RECORDS SHOWN
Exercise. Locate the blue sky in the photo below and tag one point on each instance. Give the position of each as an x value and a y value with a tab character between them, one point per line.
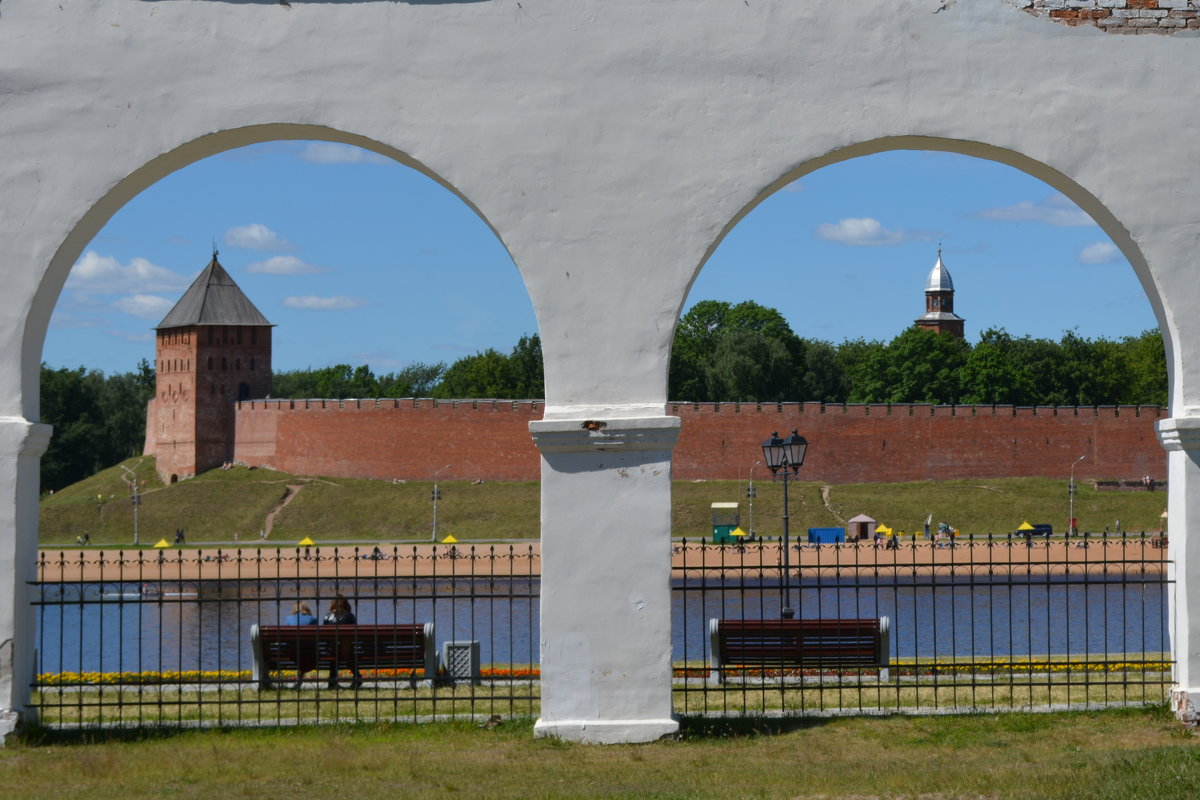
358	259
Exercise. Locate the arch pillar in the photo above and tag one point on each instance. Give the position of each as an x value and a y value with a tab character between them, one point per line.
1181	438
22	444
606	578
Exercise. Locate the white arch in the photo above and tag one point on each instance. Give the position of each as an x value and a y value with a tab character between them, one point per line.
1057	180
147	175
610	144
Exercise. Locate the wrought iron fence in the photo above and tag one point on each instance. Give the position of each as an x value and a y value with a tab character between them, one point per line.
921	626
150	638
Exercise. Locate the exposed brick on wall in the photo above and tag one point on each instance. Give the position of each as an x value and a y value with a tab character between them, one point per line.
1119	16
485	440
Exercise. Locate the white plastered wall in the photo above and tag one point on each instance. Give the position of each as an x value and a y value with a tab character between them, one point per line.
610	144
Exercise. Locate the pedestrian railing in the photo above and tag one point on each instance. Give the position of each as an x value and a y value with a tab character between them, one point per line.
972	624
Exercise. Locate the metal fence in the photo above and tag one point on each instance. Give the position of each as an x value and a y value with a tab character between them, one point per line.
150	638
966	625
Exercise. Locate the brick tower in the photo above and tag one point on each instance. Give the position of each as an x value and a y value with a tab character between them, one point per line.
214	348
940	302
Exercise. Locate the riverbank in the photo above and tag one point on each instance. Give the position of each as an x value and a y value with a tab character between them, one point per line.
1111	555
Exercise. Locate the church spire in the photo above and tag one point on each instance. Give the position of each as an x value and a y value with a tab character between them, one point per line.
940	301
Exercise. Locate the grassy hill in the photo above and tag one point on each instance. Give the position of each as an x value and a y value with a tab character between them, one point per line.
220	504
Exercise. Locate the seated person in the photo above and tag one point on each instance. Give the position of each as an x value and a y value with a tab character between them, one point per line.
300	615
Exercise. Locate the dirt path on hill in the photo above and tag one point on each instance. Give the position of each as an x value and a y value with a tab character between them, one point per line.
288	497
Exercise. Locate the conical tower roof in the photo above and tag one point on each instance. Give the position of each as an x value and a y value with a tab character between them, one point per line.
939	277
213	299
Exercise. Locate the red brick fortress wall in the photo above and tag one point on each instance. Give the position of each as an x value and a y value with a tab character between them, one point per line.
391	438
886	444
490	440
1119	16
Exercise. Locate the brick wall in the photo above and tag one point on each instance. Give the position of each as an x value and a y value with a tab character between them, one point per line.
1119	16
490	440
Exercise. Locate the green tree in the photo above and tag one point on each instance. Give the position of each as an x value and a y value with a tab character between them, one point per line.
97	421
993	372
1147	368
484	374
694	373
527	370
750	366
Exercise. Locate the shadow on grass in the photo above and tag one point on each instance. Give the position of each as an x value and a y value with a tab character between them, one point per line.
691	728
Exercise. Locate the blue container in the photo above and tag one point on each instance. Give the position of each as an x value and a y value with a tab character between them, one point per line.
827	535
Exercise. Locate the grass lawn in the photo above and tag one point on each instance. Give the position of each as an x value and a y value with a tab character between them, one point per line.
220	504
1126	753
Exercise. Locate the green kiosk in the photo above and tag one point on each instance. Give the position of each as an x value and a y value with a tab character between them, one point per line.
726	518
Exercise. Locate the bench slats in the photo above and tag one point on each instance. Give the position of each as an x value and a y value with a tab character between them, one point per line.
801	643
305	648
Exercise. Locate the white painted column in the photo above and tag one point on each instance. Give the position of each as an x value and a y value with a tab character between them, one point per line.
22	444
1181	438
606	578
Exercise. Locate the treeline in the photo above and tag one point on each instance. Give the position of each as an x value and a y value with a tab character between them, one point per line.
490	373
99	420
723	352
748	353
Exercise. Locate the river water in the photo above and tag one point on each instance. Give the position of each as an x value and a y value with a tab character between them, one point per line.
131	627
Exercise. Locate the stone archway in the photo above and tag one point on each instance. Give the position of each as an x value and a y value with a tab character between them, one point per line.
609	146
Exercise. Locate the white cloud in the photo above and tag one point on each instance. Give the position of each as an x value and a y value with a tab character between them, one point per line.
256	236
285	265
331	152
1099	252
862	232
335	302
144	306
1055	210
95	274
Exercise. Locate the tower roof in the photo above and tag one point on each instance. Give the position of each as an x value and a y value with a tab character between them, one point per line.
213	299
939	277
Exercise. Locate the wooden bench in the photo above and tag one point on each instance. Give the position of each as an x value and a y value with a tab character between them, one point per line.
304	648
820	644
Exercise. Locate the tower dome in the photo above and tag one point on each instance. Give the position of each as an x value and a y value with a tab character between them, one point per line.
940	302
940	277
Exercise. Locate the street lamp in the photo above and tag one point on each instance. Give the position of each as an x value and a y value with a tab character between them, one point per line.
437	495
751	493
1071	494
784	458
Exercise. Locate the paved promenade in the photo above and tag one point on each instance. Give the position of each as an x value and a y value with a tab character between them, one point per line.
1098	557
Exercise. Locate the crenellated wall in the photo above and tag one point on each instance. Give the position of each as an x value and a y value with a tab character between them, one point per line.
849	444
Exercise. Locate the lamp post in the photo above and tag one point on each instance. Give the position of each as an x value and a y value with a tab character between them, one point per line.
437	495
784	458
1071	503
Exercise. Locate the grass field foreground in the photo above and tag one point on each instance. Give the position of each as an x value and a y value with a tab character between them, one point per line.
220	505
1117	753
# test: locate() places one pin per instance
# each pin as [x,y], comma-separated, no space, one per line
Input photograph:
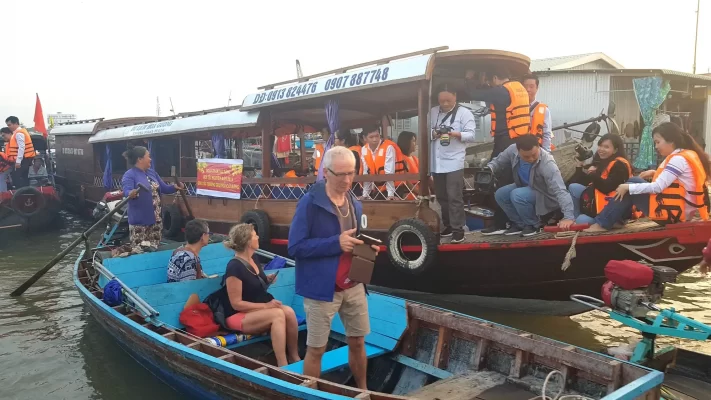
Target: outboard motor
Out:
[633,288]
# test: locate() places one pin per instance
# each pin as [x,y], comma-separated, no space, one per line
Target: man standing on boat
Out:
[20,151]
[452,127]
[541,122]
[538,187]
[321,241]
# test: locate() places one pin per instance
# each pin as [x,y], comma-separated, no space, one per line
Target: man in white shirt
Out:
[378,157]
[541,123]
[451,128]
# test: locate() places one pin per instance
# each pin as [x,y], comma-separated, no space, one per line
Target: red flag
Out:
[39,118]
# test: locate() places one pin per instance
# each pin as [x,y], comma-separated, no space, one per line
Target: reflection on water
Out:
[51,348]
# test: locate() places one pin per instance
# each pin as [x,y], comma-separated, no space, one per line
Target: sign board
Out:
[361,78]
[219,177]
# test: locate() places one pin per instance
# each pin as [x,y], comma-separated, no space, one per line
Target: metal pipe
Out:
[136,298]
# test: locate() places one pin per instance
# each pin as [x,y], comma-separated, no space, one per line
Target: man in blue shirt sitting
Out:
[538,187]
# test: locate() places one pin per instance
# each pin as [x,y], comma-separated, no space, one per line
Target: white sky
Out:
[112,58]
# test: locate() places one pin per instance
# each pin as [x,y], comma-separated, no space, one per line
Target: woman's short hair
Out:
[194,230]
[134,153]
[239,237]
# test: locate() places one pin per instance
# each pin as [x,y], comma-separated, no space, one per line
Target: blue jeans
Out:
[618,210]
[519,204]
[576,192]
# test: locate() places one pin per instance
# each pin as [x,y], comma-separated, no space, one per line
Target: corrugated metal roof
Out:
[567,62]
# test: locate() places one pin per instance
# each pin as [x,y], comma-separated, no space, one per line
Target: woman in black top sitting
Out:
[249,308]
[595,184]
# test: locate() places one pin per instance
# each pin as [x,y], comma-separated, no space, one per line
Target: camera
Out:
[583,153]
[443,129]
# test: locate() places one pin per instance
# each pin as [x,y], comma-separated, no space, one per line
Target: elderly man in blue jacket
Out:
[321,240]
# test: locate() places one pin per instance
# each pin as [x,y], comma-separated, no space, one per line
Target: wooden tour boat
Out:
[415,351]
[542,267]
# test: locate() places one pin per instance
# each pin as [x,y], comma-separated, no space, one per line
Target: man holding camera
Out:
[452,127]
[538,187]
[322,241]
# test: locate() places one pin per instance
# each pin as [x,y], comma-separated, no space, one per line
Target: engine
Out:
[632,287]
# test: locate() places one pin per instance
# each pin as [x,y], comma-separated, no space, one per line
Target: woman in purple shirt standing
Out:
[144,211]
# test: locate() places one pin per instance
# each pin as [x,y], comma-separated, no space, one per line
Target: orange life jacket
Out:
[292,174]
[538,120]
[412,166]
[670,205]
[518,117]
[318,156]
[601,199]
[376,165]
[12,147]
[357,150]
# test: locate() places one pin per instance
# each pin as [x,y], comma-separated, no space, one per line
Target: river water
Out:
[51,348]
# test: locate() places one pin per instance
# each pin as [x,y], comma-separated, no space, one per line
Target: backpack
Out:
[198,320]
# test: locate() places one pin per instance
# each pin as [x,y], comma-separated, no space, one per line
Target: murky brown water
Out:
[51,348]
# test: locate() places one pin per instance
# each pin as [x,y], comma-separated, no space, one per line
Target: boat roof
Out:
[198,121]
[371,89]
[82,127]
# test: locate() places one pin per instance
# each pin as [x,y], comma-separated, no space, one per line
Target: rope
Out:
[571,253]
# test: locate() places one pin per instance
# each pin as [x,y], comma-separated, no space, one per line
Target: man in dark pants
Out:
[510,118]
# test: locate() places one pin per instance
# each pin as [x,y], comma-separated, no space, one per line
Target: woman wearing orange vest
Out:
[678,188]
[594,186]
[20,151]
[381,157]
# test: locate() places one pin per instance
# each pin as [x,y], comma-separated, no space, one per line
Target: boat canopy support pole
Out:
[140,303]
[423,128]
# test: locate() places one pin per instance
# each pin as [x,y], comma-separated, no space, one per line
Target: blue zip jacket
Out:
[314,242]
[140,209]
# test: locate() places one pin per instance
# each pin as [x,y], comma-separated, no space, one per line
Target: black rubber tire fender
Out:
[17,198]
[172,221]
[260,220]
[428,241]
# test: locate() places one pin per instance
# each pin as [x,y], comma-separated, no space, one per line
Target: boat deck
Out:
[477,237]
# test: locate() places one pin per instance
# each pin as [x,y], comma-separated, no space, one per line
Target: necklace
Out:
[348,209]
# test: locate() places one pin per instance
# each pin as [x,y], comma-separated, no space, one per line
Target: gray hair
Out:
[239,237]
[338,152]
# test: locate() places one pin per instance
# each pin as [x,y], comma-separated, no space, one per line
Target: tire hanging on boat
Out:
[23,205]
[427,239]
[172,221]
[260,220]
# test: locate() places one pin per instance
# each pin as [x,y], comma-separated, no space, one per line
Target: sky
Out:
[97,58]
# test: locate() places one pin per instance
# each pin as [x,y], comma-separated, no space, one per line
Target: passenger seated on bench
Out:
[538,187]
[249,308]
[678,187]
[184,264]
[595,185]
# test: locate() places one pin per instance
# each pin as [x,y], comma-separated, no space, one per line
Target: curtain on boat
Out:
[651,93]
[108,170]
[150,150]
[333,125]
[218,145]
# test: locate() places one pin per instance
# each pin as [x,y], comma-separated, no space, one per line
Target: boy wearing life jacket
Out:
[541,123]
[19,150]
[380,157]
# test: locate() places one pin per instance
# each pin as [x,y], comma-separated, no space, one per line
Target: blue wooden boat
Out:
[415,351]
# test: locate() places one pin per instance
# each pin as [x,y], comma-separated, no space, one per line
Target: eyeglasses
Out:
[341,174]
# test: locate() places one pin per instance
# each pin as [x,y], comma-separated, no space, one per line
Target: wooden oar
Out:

EXERCISE
Copy out every line of the entries where the string "jacket" shows up.

ANSWER BELOW
Target: elderly man in blue jacket
Target: orange life jacket
Target: blue zip jacket
Target: boy wearing life jacket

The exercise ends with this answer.